-- Requirements --
In the records from the start through the line containing "top-left (410, 344), bottom-right (476, 572)", switch "female dancer" to "performer" and reproduce only those lines, leaving everything else unchanged.

+--

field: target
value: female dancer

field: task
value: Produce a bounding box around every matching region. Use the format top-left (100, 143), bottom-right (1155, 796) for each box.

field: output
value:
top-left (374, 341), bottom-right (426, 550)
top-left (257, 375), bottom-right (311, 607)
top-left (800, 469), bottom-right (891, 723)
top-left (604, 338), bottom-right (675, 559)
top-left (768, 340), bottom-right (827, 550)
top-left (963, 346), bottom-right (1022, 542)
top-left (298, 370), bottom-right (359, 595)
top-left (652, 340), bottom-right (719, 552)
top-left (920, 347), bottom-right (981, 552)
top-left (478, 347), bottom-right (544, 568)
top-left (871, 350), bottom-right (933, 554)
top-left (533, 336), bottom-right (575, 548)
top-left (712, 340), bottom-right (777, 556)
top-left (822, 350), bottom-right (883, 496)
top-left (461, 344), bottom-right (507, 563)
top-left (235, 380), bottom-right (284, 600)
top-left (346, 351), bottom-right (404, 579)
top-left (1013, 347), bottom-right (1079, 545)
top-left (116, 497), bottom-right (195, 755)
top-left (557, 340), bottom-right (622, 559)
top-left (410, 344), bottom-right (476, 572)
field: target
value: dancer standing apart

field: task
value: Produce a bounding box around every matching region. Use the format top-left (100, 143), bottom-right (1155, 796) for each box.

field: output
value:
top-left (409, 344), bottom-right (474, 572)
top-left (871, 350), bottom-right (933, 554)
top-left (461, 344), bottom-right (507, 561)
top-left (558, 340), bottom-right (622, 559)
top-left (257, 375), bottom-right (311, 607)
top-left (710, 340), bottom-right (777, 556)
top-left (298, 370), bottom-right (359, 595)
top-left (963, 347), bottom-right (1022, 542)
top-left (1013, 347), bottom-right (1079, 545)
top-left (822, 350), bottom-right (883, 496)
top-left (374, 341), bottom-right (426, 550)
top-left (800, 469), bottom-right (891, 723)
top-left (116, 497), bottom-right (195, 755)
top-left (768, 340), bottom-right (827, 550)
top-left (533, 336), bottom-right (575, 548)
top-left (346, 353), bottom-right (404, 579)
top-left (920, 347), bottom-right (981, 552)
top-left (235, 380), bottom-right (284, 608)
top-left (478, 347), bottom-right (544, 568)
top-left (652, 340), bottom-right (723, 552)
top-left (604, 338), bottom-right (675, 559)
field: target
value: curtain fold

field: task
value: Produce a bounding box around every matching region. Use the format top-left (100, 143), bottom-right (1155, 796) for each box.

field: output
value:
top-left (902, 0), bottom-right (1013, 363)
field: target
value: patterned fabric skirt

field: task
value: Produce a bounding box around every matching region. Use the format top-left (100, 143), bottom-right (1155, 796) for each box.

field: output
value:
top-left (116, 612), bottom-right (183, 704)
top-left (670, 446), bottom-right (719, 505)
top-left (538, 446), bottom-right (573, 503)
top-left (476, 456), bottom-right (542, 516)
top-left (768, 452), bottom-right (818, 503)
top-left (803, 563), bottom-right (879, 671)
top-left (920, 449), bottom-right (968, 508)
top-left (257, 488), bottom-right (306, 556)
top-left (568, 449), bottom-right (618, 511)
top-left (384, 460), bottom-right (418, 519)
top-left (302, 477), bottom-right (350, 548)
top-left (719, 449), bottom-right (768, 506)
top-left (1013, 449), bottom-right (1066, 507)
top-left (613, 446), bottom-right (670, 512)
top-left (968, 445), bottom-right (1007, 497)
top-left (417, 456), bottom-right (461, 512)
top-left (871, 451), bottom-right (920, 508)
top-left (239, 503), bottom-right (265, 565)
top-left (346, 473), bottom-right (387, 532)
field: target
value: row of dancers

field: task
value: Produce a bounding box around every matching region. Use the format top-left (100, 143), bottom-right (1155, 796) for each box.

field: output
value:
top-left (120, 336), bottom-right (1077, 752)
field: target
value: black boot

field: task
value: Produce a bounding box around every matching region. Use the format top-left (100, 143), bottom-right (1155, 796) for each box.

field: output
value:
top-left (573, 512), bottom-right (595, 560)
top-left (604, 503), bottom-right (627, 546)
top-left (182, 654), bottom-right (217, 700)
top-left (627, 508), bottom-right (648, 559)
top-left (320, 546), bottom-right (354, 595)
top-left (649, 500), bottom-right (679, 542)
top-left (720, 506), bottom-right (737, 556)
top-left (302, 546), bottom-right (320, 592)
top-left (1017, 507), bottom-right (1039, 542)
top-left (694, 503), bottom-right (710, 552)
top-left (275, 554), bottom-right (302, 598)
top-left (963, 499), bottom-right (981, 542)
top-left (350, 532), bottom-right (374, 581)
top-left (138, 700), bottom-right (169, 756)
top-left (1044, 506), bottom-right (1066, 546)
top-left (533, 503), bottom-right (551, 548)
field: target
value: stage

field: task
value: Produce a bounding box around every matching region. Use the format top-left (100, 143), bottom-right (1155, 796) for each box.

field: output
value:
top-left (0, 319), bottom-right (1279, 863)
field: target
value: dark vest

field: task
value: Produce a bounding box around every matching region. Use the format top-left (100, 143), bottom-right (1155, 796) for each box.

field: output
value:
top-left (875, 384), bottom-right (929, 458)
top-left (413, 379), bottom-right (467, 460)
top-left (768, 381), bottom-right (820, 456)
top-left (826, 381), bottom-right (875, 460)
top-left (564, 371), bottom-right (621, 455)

+--

-- Solution below --
field: target
value: performer

field: task
value: Produce a bounding box around every matching region. Use the format top-left (100, 143), bottom-right (1155, 796) for each box.

field: output
value:
top-left (374, 341), bottom-right (426, 550)
top-left (257, 375), bottom-right (311, 607)
top-left (800, 469), bottom-right (891, 723)
top-left (604, 338), bottom-right (675, 559)
top-left (768, 340), bottom-right (827, 550)
top-left (963, 346), bottom-right (1022, 542)
top-left (298, 370), bottom-right (359, 595)
top-left (652, 340), bottom-right (719, 552)
top-left (920, 347), bottom-right (981, 552)
top-left (478, 347), bottom-right (544, 568)
top-left (871, 350), bottom-right (933, 554)
top-left (533, 336), bottom-right (575, 548)
top-left (712, 340), bottom-right (777, 556)
top-left (822, 350), bottom-right (883, 496)
top-left (461, 344), bottom-right (507, 563)
top-left (235, 380), bottom-right (284, 600)
top-left (346, 351), bottom-right (404, 579)
top-left (1013, 347), bottom-right (1079, 545)
top-left (116, 497), bottom-right (195, 755)
top-left (557, 340), bottom-right (622, 559)
top-left (410, 344), bottom-right (476, 572)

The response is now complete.